Starting at the top of the entries below, print each line exactly until the line with "Target: long brown hair" has been printed too.

*** Available data Section Begins ***

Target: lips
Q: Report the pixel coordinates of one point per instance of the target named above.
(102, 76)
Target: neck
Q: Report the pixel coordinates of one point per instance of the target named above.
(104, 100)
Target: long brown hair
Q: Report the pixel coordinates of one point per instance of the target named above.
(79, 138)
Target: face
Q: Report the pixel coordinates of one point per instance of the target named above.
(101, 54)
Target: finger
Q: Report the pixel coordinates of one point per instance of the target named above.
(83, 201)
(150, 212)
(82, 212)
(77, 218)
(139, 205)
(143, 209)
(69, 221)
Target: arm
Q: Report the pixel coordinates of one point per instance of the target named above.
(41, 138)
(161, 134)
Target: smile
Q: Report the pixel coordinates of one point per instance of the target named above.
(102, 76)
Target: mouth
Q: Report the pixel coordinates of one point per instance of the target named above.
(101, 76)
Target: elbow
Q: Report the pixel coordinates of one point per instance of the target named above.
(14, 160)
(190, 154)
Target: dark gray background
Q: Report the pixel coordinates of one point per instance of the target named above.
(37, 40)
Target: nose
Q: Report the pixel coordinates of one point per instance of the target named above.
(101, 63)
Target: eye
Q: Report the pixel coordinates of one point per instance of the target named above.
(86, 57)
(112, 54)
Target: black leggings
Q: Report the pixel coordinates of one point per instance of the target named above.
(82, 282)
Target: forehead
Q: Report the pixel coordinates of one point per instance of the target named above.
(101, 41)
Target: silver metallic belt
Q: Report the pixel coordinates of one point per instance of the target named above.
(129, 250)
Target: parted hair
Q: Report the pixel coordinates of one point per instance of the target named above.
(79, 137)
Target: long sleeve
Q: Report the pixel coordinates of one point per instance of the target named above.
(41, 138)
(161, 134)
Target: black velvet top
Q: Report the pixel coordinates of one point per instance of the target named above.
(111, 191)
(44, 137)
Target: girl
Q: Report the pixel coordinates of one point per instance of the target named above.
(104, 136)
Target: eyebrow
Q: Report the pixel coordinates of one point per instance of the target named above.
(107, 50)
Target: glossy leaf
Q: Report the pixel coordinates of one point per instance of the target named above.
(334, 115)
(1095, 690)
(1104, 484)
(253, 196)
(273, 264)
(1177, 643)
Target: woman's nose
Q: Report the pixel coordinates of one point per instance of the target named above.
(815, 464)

*** Available data Section Ends ***

Answer to this task —
Target: lips
Q: Report the pixel coordinates of one point per instance of the target named above.
(102, 76)
Target: neck
Q: Report the pixel coordinates of one point per instance of the target named above.
(104, 100)
Target: long brown hair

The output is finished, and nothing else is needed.